Reading the data below, count the lines that carry the string "person". Give nothing but the count.

(Exercise materials)
*** Begin section ***

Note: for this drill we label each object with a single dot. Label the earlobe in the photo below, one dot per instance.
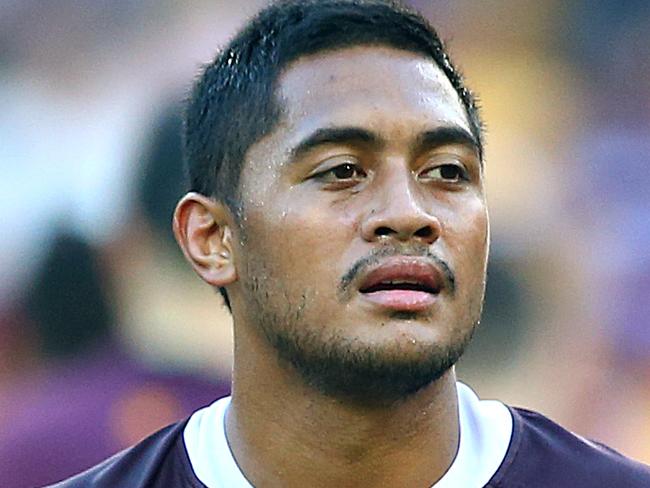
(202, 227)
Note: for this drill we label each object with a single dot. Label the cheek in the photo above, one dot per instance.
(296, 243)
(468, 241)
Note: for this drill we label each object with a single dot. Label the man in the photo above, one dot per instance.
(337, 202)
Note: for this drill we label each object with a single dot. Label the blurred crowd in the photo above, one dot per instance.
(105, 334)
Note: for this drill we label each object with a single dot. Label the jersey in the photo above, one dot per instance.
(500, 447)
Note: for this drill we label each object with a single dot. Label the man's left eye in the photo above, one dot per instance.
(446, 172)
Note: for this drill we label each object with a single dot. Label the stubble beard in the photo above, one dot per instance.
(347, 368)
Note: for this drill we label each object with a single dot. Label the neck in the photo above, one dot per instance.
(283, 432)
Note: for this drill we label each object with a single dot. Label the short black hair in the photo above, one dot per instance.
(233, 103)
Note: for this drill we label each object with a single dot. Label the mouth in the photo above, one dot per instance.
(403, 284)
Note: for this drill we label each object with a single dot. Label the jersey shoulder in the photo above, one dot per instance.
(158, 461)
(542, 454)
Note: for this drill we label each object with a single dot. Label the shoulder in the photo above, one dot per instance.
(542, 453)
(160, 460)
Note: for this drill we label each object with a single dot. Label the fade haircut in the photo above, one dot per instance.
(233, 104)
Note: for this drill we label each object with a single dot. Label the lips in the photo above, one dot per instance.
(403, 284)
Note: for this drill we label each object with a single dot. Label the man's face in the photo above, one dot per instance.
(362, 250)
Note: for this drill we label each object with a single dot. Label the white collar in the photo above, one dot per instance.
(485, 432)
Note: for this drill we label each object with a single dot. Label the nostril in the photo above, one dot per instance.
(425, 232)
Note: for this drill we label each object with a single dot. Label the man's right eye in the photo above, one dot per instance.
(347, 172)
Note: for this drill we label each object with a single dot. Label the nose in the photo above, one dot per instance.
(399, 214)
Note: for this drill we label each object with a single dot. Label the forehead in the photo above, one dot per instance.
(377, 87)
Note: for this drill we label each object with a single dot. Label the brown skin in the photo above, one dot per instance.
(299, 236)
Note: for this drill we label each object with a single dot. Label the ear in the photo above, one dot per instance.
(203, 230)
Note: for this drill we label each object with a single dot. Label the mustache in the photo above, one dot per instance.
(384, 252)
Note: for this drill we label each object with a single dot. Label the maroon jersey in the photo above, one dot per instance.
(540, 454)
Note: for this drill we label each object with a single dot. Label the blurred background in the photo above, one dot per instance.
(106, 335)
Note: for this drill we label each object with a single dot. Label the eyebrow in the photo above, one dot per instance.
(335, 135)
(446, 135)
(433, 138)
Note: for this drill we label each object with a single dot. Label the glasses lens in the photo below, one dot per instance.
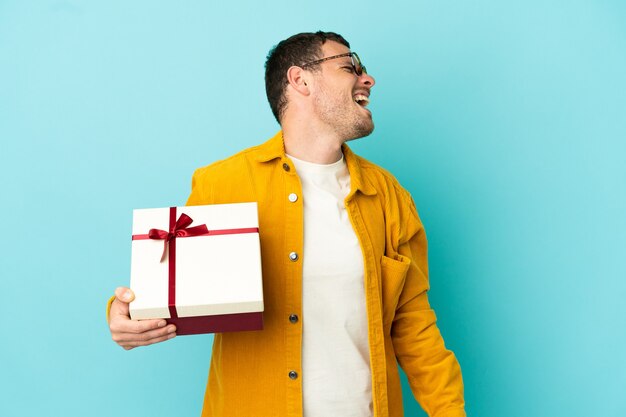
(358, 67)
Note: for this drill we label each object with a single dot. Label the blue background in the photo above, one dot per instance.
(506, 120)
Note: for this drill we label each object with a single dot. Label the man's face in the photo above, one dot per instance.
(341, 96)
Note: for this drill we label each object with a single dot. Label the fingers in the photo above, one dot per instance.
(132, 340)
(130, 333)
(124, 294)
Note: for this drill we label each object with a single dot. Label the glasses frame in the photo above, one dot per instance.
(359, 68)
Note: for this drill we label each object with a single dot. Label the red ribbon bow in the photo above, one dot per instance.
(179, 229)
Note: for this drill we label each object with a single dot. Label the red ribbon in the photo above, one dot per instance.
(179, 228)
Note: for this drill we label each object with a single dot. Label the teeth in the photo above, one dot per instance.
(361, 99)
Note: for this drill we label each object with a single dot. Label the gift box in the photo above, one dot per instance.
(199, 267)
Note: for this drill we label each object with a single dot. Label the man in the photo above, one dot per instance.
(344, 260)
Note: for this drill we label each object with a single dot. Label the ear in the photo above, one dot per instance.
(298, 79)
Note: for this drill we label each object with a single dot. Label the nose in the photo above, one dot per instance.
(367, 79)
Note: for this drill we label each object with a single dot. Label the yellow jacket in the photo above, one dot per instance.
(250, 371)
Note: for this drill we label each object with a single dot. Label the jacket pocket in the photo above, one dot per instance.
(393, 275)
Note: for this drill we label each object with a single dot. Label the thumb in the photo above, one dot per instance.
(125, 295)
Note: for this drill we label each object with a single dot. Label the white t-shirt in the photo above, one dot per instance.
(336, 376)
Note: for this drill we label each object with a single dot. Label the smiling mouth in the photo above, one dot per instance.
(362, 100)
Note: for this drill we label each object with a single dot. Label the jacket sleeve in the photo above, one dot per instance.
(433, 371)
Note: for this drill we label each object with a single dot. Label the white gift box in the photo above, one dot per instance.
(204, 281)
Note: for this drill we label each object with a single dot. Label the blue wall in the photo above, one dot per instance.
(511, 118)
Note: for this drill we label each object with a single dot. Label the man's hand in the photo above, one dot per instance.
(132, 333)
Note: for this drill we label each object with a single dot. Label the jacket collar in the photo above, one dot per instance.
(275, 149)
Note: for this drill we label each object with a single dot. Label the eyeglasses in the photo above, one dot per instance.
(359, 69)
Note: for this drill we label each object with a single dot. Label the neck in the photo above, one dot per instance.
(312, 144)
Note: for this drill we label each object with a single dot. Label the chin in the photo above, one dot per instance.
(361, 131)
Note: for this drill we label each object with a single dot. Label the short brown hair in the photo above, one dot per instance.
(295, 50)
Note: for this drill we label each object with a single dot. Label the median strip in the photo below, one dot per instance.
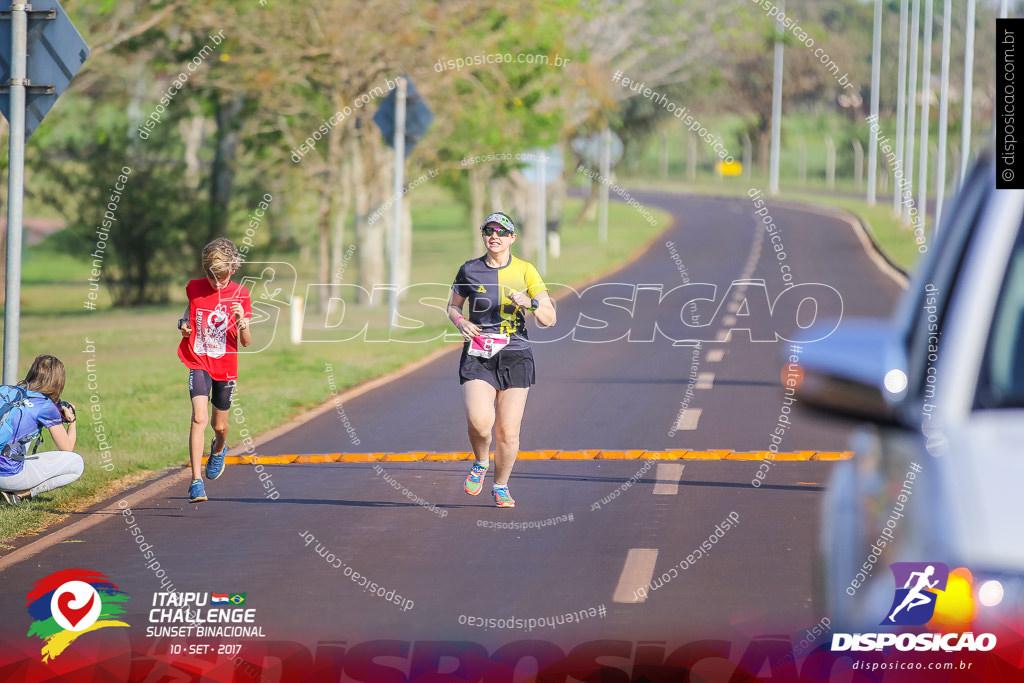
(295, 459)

*** End section ***
*** Begin section ***

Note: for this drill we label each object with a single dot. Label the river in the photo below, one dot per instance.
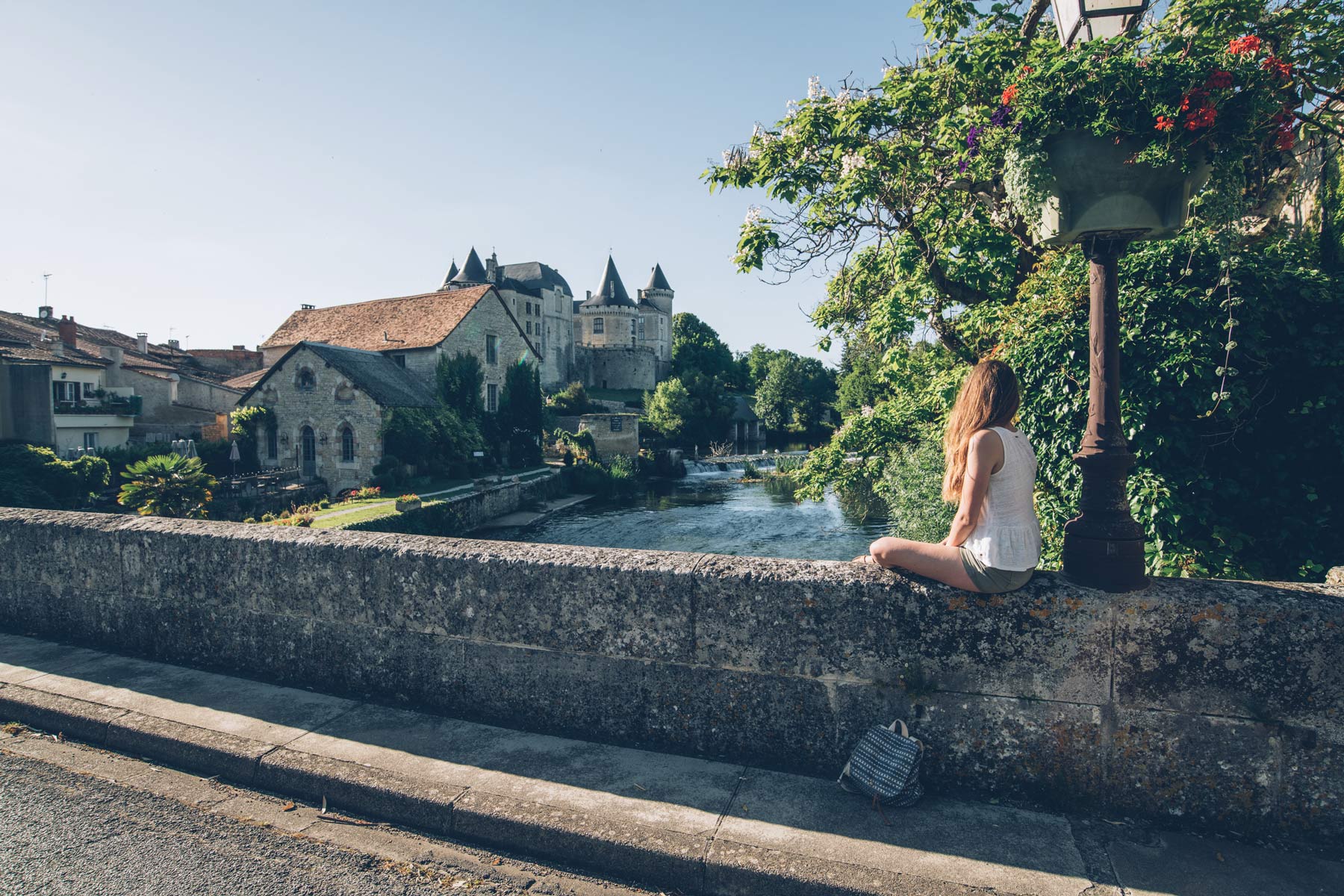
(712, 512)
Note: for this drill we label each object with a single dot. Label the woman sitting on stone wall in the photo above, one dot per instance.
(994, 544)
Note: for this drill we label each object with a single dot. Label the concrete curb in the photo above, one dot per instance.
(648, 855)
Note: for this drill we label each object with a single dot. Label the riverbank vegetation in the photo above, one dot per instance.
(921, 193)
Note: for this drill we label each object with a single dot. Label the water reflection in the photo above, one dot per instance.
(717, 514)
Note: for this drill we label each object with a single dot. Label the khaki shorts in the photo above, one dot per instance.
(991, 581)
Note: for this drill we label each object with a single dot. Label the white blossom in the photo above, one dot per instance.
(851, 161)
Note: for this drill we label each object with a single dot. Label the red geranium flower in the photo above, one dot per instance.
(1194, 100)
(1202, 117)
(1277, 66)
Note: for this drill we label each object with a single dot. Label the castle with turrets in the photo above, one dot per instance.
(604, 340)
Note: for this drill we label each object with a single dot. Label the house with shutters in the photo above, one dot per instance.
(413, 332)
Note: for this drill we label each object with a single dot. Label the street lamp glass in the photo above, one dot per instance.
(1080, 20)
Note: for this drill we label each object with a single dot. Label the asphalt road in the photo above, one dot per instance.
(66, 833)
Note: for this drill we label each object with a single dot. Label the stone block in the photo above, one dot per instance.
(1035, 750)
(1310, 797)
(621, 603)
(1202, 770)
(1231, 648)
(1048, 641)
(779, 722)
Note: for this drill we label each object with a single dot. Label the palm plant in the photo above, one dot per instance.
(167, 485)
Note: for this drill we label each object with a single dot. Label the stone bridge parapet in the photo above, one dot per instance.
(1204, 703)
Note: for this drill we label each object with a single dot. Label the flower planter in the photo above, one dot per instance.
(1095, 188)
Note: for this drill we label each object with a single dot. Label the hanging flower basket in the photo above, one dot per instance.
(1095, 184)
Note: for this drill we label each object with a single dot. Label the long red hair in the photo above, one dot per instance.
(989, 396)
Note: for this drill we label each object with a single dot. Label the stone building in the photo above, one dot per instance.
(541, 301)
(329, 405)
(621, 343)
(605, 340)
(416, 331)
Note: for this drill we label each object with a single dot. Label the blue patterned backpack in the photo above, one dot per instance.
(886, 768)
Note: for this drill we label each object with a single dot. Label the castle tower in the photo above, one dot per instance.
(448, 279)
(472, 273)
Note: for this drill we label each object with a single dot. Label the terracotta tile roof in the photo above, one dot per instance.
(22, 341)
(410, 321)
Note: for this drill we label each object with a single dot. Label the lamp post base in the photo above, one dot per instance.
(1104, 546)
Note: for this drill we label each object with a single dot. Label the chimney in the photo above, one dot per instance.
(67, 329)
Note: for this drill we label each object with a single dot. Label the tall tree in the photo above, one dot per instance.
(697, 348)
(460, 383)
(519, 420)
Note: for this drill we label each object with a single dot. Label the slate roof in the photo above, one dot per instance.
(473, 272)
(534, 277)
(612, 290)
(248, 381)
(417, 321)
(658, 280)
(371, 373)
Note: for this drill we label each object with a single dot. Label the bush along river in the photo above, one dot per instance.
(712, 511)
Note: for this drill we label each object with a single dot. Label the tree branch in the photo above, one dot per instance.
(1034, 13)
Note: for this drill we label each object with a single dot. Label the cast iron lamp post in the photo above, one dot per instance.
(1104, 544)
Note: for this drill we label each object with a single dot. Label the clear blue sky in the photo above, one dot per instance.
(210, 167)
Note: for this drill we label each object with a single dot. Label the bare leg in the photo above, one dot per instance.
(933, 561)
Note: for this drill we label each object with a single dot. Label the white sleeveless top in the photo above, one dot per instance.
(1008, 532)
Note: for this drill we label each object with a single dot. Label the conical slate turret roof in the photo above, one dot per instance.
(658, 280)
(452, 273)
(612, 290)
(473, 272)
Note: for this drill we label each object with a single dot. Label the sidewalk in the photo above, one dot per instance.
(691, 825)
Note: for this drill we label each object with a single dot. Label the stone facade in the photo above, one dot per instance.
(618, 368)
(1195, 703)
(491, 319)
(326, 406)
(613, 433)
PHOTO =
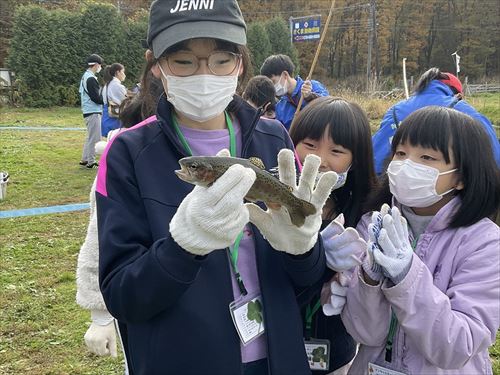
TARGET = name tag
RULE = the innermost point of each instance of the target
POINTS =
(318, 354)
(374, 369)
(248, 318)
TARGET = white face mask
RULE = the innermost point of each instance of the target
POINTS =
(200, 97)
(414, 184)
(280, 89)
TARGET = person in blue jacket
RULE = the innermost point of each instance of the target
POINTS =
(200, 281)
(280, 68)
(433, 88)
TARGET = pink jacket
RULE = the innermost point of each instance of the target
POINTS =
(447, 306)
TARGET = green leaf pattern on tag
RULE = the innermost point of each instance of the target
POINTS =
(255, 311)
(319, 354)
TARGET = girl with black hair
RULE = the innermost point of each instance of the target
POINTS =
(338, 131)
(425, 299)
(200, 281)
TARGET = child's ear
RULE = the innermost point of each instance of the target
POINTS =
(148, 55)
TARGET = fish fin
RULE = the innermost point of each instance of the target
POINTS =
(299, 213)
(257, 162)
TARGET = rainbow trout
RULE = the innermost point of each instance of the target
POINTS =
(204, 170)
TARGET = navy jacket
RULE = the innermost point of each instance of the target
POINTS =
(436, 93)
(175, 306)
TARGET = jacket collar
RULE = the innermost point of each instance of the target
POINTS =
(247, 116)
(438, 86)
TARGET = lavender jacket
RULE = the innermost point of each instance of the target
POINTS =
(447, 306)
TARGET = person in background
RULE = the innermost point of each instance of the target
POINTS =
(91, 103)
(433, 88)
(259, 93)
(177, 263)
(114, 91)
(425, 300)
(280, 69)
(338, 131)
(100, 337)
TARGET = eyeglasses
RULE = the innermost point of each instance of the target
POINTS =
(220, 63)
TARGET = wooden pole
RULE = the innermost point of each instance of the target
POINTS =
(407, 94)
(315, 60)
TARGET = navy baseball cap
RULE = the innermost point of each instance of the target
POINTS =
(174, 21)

*** End section ***

(Expected answer)
2